-- DIRECTIONS --
Identify the line that contains "Each instance gets a single point. Label the window in" in the material. Output it and every line after it, unchanged, through the end.

-- SUPPLIED INFORMATION --
↓↓↓
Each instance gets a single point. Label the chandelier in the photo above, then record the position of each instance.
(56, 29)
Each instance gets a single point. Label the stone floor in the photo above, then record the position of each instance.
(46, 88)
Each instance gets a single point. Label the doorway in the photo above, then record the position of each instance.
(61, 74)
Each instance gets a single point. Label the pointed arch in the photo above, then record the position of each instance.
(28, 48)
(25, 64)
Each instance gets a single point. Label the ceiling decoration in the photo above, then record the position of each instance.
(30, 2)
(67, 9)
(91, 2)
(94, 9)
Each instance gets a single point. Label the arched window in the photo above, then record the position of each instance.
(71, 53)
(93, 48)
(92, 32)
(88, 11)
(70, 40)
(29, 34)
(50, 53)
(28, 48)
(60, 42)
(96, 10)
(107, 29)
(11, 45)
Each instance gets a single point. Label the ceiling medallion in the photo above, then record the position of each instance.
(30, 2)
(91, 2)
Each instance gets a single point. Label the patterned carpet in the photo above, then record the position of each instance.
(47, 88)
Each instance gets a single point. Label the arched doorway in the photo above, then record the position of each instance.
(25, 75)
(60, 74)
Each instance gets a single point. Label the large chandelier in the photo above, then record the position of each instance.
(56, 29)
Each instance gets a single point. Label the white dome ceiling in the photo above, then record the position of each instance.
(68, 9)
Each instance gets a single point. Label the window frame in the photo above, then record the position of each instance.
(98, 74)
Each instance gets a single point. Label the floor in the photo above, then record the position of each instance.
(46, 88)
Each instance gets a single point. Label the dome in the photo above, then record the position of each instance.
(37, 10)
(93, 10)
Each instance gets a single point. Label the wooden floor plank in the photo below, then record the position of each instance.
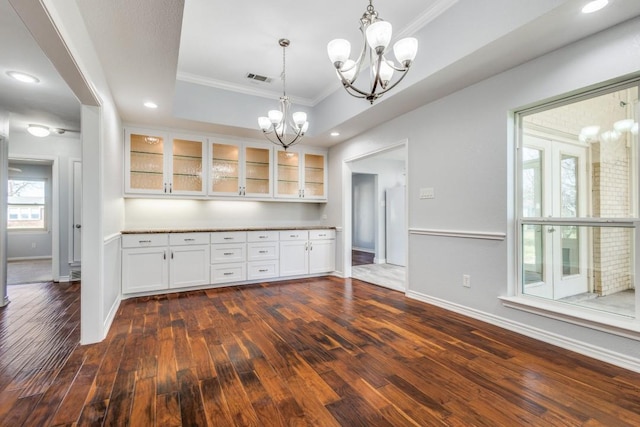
(311, 352)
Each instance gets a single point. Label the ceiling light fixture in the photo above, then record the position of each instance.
(278, 122)
(376, 35)
(23, 77)
(38, 130)
(594, 6)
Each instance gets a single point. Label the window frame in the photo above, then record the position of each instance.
(28, 207)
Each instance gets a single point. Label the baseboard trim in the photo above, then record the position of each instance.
(29, 258)
(580, 347)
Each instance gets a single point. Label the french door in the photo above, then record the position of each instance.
(554, 184)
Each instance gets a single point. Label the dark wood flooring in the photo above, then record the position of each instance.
(321, 352)
(361, 258)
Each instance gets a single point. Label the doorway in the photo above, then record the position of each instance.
(368, 179)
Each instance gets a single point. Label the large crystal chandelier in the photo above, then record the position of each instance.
(278, 123)
(376, 35)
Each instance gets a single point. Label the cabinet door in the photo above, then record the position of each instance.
(322, 256)
(288, 174)
(187, 155)
(224, 176)
(144, 269)
(145, 162)
(257, 171)
(293, 258)
(189, 266)
(315, 176)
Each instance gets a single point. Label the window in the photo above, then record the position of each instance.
(578, 206)
(27, 202)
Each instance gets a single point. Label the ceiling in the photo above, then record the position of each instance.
(191, 58)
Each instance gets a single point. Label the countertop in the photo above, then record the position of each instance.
(213, 230)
↑↑↑
-- OUTPUT FOR THIS TASK --
Each instance gets a single point. Label the window in the photo above, then record the position of each instance.
(578, 206)
(27, 202)
Each instance gets a single point. Label the ceiling in the photo above, then record the position of each instance.
(191, 58)
Each instance gets a single point. Label the countertop in the photo above, then record the position of each instance.
(213, 230)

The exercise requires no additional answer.